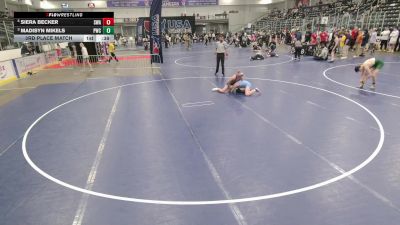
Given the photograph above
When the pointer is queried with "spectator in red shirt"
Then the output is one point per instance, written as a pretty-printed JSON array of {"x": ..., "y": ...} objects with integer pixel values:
[
  {"x": 314, "y": 38},
  {"x": 354, "y": 35},
  {"x": 324, "y": 37}
]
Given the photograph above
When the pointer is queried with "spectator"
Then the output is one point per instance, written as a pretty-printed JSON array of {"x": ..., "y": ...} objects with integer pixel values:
[
  {"x": 393, "y": 39},
  {"x": 324, "y": 37},
  {"x": 384, "y": 39},
  {"x": 372, "y": 40},
  {"x": 358, "y": 44},
  {"x": 364, "y": 42}
]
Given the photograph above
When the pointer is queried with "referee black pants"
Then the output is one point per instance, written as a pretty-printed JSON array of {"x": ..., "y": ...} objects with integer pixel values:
[{"x": 220, "y": 58}]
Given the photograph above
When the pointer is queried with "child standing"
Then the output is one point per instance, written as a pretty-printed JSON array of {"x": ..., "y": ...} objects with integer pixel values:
[{"x": 297, "y": 49}]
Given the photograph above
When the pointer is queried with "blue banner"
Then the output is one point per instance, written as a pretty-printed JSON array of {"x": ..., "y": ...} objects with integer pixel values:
[
  {"x": 165, "y": 3},
  {"x": 155, "y": 32}
]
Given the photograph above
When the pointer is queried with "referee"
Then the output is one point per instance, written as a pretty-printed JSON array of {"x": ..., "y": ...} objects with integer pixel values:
[{"x": 221, "y": 47}]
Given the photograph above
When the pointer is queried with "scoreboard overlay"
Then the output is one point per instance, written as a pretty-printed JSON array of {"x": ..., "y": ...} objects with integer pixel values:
[{"x": 63, "y": 26}]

■ ■ ■ ■ ■

» **WORK TO COMPLETE**:
Every record must be copied exactly, with the pictures left out.

» **ANSWER TO THE TASK**:
Given the photograph above
When the pointer is queried with "spectator in red shirt"
Then the output is one point per instance, written as a pretty-printed JSON array of {"x": ..., "y": ...} objects with integer pixel values:
[
  {"x": 314, "y": 38},
  {"x": 354, "y": 35},
  {"x": 324, "y": 37}
]
Given the photograph above
When the pointer is queried with "spectator"
Then the output is one point per instance, written as a pretty-printed JSON array of {"x": ..., "y": ...} objects with integer pixel values:
[
  {"x": 393, "y": 39},
  {"x": 324, "y": 37},
  {"x": 384, "y": 39},
  {"x": 372, "y": 40},
  {"x": 358, "y": 44},
  {"x": 364, "y": 42}
]
Given the photograph above
When the pointer is queried with "referee black pants"
Then the output is one point per instance, written as a pretty-printed JSON array of {"x": ..., "y": ...} objects with integer pixel values:
[{"x": 220, "y": 58}]
Given the photograph above
When the pointer is queried with "child standing"
Then the output is one point per instance, written as a pretty-printed JSON array of {"x": ..., "y": ...} objects with integer pixel values:
[{"x": 297, "y": 49}]
Given the photograph above
When the pointer is queried with "blue banner"
Then the output is one point per instance, written as a pretty-printed JSON array of {"x": ..., "y": ...} objects with integer pixel values:
[
  {"x": 165, "y": 3},
  {"x": 155, "y": 32}
]
Given the photograph above
When the pointer is queried with "referee"
Then the output is one point per instance, written as a pretty-printed JSON array of {"x": ..., "y": ...} objects with integer pixel values:
[{"x": 221, "y": 47}]
Given the photograph above
When the pointer is queried with "scoreboard overlay"
Then the output is one point per instance, written as a pretty-printed JSON array of {"x": ..., "y": ...} objects with integer pixel values:
[{"x": 63, "y": 26}]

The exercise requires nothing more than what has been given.